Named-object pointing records
++++++++++
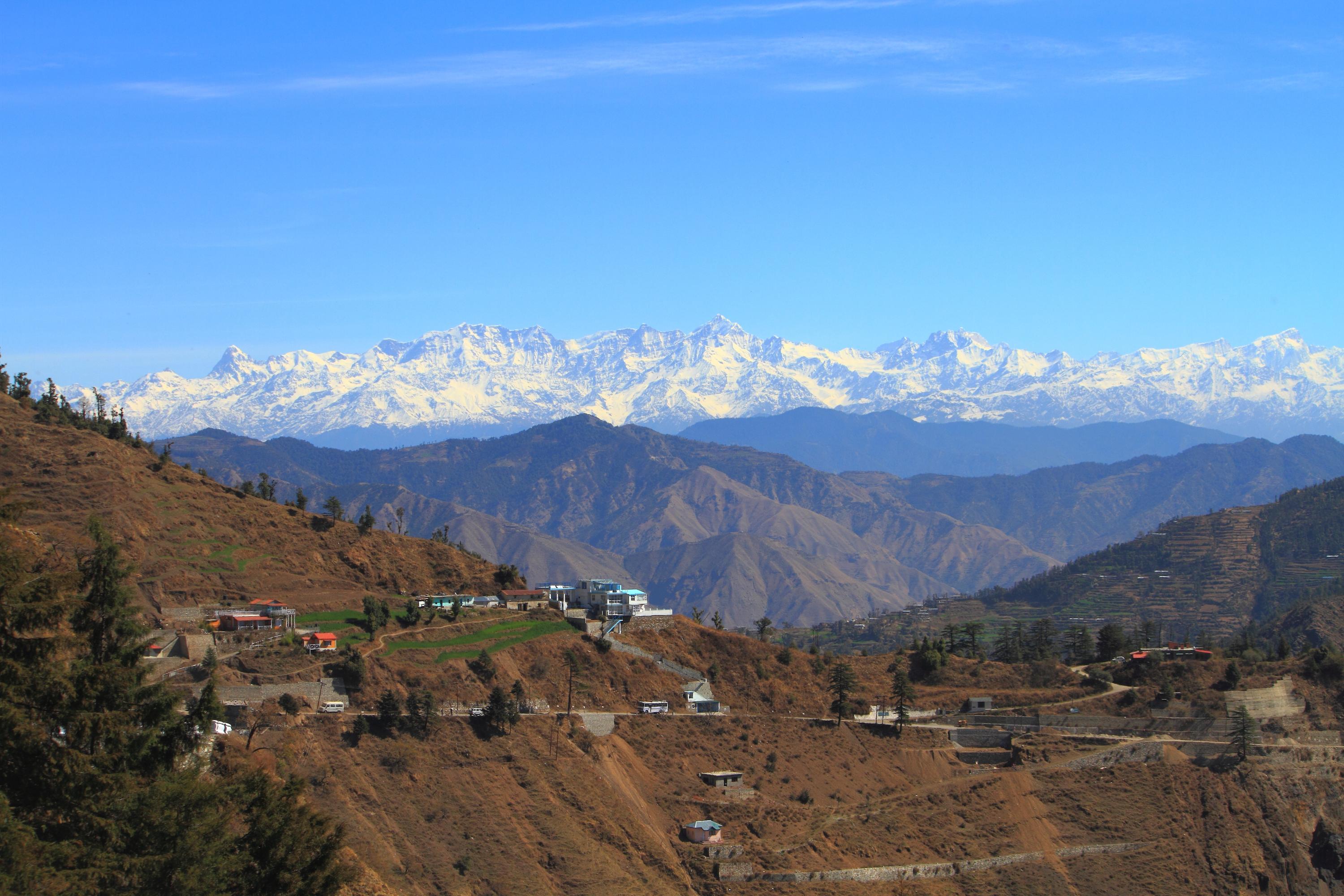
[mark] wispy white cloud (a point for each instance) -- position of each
(701, 15)
(1292, 81)
(1155, 43)
(1140, 76)
(953, 82)
(675, 58)
(182, 89)
(824, 86)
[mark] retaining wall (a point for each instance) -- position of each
(928, 871)
(980, 738)
(1275, 702)
(678, 669)
(1195, 728)
(647, 624)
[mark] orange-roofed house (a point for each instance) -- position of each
(320, 641)
(280, 614)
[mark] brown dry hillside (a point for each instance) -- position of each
(1210, 574)
(468, 813)
(194, 540)
(746, 675)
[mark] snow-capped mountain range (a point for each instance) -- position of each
(479, 379)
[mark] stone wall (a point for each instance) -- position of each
(986, 757)
(647, 624)
(733, 871)
(675, 668)
(926, 871)
(1148, 751)
(988, 738)
(1081, 724)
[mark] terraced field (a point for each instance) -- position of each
(1205, 574)
(492, 638)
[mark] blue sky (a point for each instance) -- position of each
(1077, 175)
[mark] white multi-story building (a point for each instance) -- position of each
(604, 598)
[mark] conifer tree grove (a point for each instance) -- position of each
(101, 785)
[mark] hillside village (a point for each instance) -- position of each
(624, 749)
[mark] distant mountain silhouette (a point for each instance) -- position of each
(838, 441)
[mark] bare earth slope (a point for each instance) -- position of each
(631, 491)
(195, 540)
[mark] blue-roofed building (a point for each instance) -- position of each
(608, 599)
(703, 832)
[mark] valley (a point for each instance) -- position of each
(750, 534)
(435, 798)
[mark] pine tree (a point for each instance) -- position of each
(99, 789)
(377, 613)
(1041, 638)
(902, 695)
(952, 636)
(1245, 732)
(1008, 645)
(359, 728)
(332, 508)
(1111, 642)
(502, 711)
(972, 632)
(843, 683)
(389, 710)
(265, 487)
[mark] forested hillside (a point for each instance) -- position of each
(1074, 509)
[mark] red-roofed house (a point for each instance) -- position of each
(281, 616)
(245, 622)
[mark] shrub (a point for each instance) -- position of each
(483, 667)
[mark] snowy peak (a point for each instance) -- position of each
(490, 379)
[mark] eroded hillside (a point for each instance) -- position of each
(194, 540)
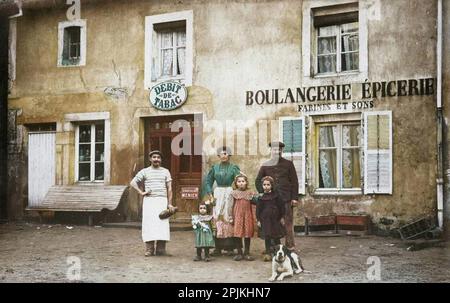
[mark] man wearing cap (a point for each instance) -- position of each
(157, 197)
(286, 184)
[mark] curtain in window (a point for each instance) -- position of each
(327, 157)
(181, 52)
(166, 53)
(351, 167)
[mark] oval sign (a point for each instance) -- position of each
(168, 95)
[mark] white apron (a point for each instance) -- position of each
(153, 228)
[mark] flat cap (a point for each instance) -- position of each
(276, 144)
(153, 152)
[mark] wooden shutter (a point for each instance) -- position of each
(292, 133)
(378, 152)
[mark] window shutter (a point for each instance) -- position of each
(378, 152)
(292, 133)
(65, 53)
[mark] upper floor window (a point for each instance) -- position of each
(168, 48)
(334, 41)
(72, 43)
(337, 48)
(170, 60)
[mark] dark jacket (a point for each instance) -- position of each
(285, 177)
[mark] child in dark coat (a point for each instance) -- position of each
(269, 213)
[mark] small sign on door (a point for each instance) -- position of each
(189, 192)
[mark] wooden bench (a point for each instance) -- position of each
(89, 199)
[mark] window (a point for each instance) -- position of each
(171, 54)
(91, 151)
(334, 41)
(168, 48)
(339, 159)
(71, 51)
(72, 43)
(292, 134)
(337, 48)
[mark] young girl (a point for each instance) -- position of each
(269, 213)
(203, 229)
(243, 214)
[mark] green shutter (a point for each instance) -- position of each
(292, 133)
(292, 136)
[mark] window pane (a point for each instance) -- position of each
(327, 136)
(99, 171)
(181, 39)
(85, 133)
(326, 45)
(99, 152)
(180, 61)
(185, 163)
(351, 169)
(84, 152)
(166, 40)
(327, 171)
(350, 61)
(350, 43)
(351, 135)
(327, 64)
(74, 33)
(99, 133)
(349, 27)
(167, 58)
(197, 164)
(84, 172)
(327, 31)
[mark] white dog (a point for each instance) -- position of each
(284, 263)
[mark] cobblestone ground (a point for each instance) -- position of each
(39, 253)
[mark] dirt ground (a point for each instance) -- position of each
(39, 253)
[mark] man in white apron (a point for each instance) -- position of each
(157, 197)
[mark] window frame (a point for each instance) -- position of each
(81, 23)
(309, 59)
(174, 49)
(92, 144)
(152, 40)
(339, 151)
(76, 119)
(338, 52)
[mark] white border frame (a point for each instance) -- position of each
(86, 117)
(302, 186)
(61, 26)
(381, 151)
(309, 76)
(149, 36)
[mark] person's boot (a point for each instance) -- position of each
(161, 248)
(149, 248)
(198, 256)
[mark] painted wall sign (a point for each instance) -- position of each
(190, 192)
(168, 95)
(309, 98)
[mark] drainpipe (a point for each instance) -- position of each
(440, 155)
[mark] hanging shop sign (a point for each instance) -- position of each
(168, 95)
(189, 192)
(354, 96)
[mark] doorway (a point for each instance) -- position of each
(185, 169)
(41, 165)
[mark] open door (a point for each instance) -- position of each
(185, 169)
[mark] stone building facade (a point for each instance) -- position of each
(350, 86)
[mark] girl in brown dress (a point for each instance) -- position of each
(243, 217)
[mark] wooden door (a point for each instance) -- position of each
(185, 168)
(41, 166)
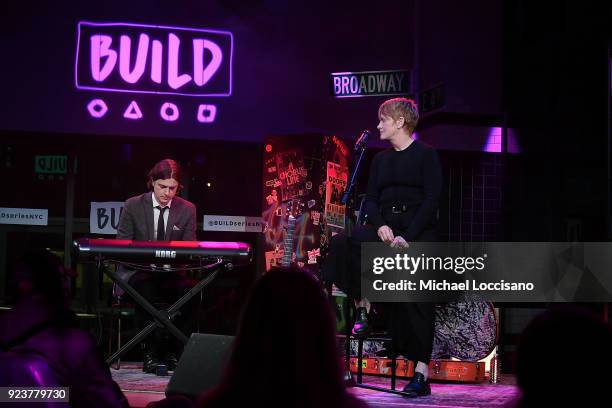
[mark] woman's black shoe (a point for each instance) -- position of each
(417, 387)
(150, 362)
(361, 326)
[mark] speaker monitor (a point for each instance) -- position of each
(201, 365)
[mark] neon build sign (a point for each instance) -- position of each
(148, 59)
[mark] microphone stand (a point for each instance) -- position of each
(348, 376)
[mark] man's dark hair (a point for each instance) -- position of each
(165, 169)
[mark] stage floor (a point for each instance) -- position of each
(141, 389)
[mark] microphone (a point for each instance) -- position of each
(362, 141)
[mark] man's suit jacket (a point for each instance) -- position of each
(136, 222)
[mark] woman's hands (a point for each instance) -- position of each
(386, 235)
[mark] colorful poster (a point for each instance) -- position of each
(336, 181)
(292, 174)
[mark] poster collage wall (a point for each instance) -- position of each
(305, 177)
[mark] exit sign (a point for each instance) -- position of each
(50, 164)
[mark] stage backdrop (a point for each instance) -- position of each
(224, 69)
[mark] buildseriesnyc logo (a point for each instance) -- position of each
(137, 59)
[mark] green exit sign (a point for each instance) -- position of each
(50, 164)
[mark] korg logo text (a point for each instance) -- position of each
(159, 253)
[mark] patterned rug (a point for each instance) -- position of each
(131, 379)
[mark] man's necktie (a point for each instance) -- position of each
(161, 227)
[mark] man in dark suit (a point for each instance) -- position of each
(160, 215)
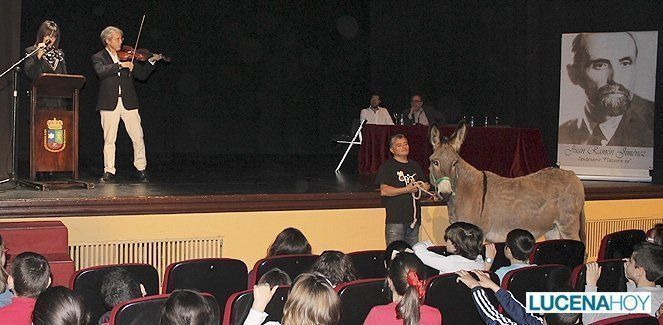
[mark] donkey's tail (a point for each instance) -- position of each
(582, 233)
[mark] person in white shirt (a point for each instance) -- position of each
(375, 114)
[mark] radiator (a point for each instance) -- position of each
(599, 228)
(158, 253)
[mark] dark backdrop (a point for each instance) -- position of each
(265, 78)
(10, 31)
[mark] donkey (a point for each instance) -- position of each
(549, 202)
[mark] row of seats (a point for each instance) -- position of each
(453, 299)
(224, 277)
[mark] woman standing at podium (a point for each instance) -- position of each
(49, 58)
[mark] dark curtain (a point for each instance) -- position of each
(10, 36)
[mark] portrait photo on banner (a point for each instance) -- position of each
(606, 104)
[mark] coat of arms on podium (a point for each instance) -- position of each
(55, 138)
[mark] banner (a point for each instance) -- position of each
(606, 104)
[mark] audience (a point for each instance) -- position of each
(289, 241)
(511, 306)
(518, 247)
(275, 277)
(5, 294)
(336, 267)
(393, 249)
(655, 235)
(30, 276)
(464, 240)
(60, 306)
(311, 301)
(406, 281)
(25, 299)
(186, 307)
(643, 269)
(117, 287)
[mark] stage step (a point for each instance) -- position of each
(48, 238)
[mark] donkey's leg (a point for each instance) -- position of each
(553, 233)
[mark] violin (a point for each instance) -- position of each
(128, 53)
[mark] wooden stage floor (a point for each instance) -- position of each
(228, 184)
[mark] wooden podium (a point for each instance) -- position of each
(54, 130)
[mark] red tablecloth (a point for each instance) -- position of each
(509, 152)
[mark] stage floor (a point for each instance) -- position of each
(235, 183)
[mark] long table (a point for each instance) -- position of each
(509, 152)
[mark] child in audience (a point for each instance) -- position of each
(406, 282)
(5, 294)
(519, 245)
(311, 301)
(275, 277)
(464, 240)
(117, 287)
(289, 241)
(643, 269)
(336, 267)
(60, 306)
(511, 306)
(655, 235)
(393, 250)
(30, 275)
(186, 307)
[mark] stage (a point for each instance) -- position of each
(235, 184)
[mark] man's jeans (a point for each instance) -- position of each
(396, 231)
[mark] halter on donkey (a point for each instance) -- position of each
(549, 202)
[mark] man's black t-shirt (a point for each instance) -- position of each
(401, 208)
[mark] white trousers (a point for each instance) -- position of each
(110, 121)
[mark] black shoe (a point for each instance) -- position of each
(142, 176)
(107, 178)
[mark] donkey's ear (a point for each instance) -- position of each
(434, 135)
(457, 139)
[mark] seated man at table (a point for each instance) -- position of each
(397, 177)
(375, 114)
(418, 113)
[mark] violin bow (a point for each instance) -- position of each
(138, 38)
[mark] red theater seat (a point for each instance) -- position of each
(239, 304)
(369, 264)
(293, 265)
(219, 277)
(620, 244)
(147, 310)
(48, 238)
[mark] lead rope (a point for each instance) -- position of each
(409, 179)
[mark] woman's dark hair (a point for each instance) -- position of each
(655, 235)
(520, 243)
(119, 286)
(47, 28)
(336, 267)
(186, 307)
(3, 272)
(31, 274)
(289, 241)
(395, 246)
(275, 277)
(60, 306)
(408, 309)
(466, 237)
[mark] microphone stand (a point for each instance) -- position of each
(13, 174)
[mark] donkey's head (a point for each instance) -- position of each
(444, 160)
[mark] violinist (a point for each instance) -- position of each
(48, 58)
(118, 100)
++++++++++
■ **What the task requires**
Can you reproduce the lines running from the one that contains "[mark] violinist (a" through the end of the rows, both ends included?

■ **Finished task**
[mark] violinist (a point for each instance) -- position of each
(48, 58)
(118, 100)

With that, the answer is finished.